> [TASK INSTRUCTIONS]: Write out the lines below word for word, starting at the line that contains "of the gray" and ending at the line that contains "Query: gray shingled roof".

> [DATASET RECORDS]:
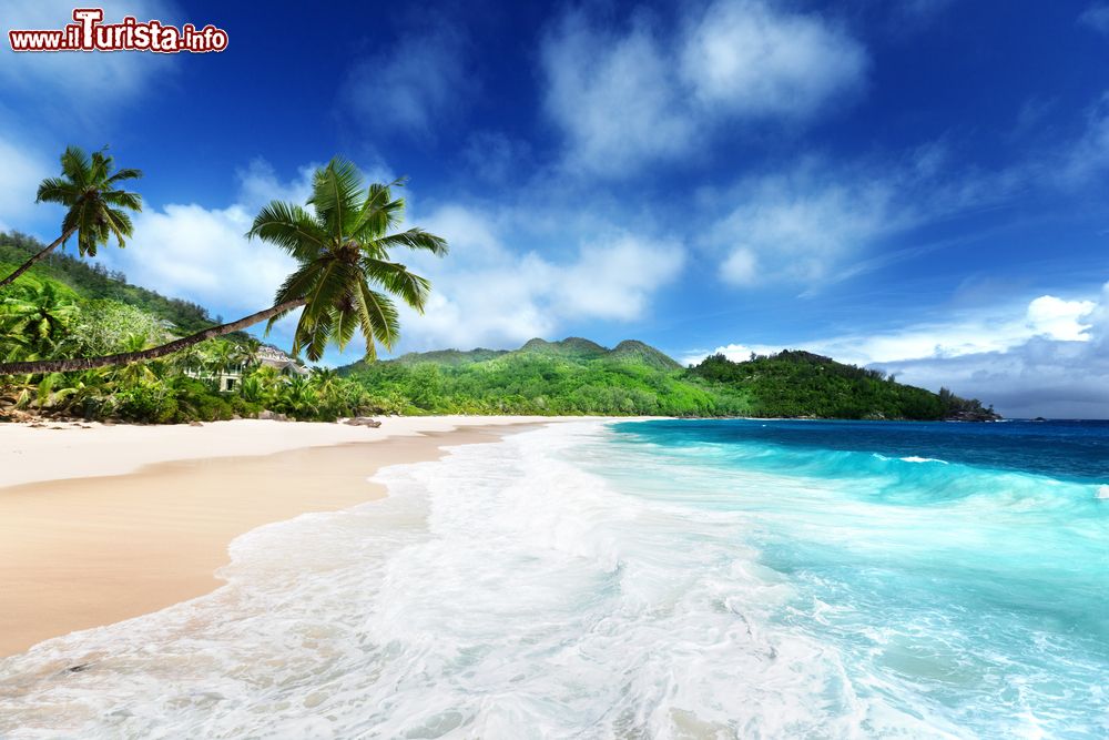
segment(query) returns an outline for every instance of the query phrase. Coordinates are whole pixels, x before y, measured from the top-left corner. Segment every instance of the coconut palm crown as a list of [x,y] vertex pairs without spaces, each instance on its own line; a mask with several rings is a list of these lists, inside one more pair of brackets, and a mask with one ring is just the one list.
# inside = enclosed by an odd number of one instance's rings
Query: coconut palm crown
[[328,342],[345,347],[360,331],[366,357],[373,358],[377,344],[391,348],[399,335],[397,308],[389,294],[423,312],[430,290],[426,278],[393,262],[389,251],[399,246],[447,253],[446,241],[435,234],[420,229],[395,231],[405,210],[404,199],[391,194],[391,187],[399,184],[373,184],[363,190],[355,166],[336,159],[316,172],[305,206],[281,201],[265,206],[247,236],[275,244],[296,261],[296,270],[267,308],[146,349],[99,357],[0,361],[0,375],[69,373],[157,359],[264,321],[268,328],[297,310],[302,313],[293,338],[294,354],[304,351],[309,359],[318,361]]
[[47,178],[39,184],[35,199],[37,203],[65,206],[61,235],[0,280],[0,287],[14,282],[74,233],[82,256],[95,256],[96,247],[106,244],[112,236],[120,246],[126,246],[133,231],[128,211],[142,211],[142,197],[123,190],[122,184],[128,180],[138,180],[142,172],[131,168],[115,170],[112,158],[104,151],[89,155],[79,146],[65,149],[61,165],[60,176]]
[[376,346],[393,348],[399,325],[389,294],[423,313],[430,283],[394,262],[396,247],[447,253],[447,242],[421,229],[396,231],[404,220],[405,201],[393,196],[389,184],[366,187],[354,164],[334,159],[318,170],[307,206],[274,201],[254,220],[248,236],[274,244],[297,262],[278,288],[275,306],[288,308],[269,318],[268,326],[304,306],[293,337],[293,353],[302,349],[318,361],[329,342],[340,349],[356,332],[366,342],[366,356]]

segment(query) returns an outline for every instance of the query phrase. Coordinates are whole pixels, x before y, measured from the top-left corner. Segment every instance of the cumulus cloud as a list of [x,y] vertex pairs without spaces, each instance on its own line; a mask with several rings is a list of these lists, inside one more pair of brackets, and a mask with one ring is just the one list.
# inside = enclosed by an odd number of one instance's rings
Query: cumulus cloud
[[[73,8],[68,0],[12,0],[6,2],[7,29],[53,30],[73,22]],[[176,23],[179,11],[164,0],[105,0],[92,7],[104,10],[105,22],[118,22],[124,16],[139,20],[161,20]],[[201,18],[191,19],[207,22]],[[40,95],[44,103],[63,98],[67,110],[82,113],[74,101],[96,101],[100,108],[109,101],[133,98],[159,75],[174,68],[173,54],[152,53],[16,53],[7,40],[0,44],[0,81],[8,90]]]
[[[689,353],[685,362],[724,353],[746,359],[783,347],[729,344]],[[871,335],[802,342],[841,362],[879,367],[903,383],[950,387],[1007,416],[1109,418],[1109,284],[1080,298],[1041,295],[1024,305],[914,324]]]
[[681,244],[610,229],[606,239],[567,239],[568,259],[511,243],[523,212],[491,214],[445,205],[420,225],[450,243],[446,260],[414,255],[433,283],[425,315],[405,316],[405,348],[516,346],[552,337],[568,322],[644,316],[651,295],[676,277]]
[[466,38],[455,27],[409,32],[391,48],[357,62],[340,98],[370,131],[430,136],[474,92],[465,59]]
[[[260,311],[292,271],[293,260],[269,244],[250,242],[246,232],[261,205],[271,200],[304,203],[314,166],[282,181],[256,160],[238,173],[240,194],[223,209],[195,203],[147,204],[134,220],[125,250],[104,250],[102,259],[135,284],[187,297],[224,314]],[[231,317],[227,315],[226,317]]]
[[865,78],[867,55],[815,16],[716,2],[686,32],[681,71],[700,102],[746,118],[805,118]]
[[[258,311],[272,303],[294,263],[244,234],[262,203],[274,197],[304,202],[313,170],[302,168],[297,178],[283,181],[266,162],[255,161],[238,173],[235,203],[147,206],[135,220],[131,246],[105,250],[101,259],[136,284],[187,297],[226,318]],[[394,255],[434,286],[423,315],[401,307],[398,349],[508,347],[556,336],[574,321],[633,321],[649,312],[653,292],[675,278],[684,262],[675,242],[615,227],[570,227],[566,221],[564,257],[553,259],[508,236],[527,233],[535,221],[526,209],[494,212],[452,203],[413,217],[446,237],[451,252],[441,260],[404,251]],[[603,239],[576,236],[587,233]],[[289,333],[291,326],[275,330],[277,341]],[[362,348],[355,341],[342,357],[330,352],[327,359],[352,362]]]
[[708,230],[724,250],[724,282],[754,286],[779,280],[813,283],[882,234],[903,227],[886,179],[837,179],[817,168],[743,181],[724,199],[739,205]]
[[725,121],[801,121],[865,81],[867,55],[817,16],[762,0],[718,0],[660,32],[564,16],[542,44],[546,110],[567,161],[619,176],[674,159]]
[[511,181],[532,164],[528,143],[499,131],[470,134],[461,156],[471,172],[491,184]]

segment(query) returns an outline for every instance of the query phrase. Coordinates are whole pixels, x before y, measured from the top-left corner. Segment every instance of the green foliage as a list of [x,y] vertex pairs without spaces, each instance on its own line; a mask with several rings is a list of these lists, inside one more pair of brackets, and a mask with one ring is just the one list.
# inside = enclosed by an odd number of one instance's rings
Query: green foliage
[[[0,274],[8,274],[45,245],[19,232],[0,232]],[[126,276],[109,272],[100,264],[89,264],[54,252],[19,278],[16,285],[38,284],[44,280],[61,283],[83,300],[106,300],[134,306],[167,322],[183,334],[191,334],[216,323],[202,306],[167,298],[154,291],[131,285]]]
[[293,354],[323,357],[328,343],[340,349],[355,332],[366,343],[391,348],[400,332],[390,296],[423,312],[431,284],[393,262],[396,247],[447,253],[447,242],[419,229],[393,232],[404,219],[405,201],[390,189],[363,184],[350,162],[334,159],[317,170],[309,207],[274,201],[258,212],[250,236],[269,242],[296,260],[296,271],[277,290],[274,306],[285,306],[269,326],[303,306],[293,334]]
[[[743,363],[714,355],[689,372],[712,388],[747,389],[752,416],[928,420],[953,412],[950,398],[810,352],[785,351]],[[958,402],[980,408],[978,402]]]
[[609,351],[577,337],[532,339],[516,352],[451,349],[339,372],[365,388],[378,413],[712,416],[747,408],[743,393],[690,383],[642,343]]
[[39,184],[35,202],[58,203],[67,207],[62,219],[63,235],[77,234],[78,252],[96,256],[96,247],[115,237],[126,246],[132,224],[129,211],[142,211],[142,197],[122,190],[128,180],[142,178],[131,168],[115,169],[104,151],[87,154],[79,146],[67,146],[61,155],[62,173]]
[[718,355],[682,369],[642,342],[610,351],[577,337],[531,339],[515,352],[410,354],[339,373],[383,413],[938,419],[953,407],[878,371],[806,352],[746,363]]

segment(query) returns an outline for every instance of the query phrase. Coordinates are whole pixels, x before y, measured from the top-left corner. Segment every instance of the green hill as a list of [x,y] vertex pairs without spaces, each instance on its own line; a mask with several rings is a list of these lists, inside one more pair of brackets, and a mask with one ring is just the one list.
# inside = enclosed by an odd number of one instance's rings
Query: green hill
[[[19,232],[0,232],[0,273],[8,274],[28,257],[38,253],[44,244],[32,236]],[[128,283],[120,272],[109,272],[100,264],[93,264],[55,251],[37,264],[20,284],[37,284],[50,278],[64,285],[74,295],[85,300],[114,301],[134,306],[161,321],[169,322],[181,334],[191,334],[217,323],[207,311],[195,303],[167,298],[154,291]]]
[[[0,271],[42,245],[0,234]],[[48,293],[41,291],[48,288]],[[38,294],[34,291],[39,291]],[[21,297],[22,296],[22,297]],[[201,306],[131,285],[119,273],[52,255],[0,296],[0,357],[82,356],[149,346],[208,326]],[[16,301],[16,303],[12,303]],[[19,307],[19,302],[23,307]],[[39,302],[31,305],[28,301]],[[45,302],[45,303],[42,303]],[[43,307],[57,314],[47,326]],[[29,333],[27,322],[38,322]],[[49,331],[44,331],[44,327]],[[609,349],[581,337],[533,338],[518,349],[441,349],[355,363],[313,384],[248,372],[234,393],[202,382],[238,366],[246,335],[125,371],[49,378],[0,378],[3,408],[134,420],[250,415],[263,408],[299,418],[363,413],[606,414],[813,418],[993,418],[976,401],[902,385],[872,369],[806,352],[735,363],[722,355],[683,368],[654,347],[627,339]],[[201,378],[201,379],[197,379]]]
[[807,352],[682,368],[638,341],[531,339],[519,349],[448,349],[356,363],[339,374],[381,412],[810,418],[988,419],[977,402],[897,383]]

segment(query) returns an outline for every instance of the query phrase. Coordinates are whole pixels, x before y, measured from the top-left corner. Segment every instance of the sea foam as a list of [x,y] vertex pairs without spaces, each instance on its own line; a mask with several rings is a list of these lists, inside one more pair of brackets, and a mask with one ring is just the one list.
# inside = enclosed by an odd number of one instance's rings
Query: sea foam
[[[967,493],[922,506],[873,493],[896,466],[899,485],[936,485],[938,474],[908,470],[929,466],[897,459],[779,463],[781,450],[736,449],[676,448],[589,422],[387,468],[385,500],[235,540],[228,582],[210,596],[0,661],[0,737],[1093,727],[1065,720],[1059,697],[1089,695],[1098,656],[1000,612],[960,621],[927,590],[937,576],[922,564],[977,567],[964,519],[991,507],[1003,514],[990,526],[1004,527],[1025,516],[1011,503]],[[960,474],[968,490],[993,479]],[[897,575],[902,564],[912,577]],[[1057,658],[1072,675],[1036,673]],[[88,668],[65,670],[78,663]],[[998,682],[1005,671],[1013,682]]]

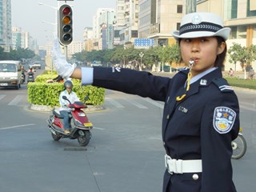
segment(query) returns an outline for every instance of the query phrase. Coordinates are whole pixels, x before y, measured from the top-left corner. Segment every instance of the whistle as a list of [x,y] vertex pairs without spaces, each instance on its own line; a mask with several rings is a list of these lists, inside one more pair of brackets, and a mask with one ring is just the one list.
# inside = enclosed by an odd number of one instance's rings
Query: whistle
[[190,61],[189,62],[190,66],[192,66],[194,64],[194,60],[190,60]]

==

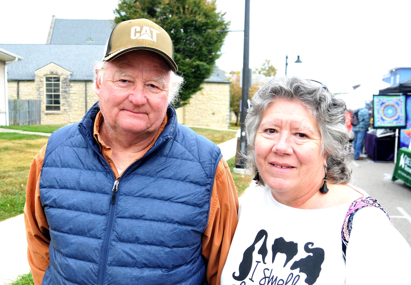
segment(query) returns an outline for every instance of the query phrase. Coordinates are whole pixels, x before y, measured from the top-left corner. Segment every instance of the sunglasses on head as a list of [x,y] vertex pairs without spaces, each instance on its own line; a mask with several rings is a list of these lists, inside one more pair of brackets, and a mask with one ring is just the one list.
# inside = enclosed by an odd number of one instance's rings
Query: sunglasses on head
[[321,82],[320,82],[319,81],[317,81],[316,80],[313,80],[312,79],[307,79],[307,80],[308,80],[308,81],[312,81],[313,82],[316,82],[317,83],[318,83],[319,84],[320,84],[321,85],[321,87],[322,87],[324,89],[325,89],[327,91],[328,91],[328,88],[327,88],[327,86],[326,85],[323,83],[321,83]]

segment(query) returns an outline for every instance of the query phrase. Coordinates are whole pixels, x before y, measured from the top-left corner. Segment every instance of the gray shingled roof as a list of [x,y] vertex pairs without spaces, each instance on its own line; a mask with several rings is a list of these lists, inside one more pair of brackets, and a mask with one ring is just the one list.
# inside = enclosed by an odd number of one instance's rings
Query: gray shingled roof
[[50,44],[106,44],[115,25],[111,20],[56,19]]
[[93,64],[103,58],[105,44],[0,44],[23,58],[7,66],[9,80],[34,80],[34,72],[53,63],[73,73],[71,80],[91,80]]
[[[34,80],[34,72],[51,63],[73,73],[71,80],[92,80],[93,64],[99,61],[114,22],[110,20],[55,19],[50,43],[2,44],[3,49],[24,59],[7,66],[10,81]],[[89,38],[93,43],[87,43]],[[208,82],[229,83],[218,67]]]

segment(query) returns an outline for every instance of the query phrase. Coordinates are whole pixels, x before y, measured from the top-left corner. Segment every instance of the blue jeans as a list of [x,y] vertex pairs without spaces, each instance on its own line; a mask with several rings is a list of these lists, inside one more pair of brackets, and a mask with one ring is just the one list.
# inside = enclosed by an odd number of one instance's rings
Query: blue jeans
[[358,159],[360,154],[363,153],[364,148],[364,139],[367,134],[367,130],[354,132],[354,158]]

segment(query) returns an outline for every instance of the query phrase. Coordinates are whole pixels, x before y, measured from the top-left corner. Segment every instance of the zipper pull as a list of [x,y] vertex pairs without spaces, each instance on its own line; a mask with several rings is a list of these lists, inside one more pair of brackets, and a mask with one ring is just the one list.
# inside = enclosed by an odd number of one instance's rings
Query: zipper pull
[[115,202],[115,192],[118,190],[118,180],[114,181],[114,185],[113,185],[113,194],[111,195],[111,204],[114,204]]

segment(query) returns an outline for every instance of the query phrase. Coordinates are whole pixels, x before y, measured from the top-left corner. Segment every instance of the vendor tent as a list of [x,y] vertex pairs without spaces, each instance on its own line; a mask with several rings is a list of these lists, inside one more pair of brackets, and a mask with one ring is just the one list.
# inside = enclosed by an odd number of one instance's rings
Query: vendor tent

* * *

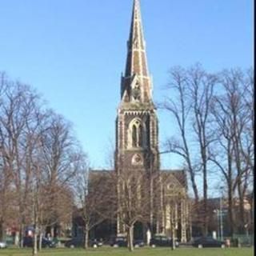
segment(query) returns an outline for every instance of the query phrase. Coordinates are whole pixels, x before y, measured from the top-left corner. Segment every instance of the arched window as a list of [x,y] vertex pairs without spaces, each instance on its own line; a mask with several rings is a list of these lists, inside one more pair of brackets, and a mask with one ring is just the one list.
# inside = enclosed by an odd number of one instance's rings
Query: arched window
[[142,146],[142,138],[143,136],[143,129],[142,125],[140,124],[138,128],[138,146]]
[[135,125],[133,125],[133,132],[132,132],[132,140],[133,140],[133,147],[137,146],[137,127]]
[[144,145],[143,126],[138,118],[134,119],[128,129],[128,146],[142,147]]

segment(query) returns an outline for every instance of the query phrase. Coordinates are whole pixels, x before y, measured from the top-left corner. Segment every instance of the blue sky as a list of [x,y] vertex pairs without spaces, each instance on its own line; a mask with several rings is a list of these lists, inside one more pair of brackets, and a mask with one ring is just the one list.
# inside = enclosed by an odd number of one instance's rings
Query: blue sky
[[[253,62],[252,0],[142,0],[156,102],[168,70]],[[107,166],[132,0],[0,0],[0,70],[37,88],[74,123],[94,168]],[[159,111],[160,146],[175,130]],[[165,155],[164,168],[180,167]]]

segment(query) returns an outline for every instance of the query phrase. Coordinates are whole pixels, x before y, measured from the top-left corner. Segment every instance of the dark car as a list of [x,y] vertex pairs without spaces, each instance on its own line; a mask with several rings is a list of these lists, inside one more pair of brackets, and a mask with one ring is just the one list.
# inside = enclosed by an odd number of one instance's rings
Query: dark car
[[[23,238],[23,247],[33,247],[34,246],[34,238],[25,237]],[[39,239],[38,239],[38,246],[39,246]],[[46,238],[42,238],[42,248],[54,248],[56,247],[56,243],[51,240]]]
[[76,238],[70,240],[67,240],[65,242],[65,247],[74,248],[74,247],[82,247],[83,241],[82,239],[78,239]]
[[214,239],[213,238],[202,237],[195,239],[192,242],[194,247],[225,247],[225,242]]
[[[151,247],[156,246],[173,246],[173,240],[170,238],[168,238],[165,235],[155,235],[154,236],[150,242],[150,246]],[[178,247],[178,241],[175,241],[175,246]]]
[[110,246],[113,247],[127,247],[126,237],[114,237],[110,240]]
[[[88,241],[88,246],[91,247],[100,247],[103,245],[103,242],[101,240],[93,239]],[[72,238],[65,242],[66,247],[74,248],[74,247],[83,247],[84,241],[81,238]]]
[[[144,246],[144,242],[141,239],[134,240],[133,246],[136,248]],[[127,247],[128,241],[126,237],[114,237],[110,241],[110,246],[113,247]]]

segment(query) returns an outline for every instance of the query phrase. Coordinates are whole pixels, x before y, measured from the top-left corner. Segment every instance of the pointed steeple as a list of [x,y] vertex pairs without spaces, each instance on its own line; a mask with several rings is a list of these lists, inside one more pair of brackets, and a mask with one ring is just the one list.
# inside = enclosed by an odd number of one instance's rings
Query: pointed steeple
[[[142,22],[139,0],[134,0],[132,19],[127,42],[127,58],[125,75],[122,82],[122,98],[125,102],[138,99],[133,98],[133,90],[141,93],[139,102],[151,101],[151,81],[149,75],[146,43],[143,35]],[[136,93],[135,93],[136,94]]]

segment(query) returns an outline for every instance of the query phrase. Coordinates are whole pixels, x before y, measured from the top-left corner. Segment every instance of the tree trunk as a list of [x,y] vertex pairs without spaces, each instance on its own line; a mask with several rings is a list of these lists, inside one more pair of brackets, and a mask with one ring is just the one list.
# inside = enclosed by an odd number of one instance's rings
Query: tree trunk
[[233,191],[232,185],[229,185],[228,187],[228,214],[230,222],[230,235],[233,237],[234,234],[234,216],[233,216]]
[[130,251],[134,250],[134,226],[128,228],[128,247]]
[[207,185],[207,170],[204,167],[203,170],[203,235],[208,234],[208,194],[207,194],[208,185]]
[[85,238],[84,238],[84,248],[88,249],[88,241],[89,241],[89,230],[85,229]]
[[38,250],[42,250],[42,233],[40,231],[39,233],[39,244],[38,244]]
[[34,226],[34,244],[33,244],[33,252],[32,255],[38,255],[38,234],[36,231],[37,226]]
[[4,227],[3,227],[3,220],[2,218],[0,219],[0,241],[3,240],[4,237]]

> [WRITTEN REPLY]:
segment(query) returns an outline for every instance of the query phrase. Coordinates are whole pixels, x before y, measured from the top-left corner. Segment every instance of the gray shingled roof as a list of [x,y] vertex pairs without spaces, each instance on its own line; a mask with several rings is a list of these lists, inside one more pair of brackets, and a mask with one ring is just the one list.
# inside = enclosed by an odd number of one instance's rings
Query: gray shingled roof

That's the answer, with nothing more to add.